(Location labeling records)
%%

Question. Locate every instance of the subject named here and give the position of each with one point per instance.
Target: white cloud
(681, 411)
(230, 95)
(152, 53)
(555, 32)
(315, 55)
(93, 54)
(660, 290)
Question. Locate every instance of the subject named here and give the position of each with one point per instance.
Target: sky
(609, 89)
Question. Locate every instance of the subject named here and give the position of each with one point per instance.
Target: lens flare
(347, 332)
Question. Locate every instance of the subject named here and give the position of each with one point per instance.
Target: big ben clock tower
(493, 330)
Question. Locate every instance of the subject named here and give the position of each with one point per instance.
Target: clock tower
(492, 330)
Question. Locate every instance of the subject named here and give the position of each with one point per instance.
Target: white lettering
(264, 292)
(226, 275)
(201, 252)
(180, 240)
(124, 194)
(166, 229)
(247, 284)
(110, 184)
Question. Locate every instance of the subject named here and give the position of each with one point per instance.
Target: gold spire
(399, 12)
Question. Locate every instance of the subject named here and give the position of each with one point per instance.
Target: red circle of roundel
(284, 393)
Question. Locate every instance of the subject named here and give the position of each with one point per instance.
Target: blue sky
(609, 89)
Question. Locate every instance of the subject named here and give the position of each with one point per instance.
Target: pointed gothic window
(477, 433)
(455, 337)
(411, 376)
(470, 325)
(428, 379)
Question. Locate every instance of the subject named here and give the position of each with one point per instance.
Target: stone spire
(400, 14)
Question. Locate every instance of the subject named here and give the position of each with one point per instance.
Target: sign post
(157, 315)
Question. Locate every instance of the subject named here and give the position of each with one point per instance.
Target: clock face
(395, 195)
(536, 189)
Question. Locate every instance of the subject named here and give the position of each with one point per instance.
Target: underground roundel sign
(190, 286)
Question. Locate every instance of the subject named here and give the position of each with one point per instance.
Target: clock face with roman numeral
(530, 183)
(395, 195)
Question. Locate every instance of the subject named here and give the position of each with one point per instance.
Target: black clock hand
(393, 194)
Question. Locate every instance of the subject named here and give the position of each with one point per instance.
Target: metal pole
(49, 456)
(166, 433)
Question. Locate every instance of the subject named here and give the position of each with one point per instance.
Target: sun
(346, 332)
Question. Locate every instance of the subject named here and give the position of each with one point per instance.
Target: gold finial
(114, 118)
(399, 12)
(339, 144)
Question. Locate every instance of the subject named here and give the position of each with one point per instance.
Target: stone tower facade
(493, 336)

%%
%%

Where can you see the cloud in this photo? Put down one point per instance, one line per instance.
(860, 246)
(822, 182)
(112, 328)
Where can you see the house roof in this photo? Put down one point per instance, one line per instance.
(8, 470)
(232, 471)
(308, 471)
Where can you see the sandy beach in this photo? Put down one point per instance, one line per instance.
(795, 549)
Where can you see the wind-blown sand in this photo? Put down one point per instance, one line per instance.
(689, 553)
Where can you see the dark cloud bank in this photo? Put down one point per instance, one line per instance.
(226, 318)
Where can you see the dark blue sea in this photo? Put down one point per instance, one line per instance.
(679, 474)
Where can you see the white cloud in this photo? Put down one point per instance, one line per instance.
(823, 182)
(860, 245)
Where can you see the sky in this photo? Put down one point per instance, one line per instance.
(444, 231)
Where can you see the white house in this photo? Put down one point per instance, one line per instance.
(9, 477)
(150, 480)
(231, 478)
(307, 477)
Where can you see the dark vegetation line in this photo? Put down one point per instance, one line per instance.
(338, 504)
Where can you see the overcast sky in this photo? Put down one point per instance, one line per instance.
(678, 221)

%%

- _OBJECTIVE_
Report each line of the items above that contains the string "stone", treating uppercase and lowercase as different.

- _ANSWER TO THIS TASK_
Target: stone spire
Target: stone tower facade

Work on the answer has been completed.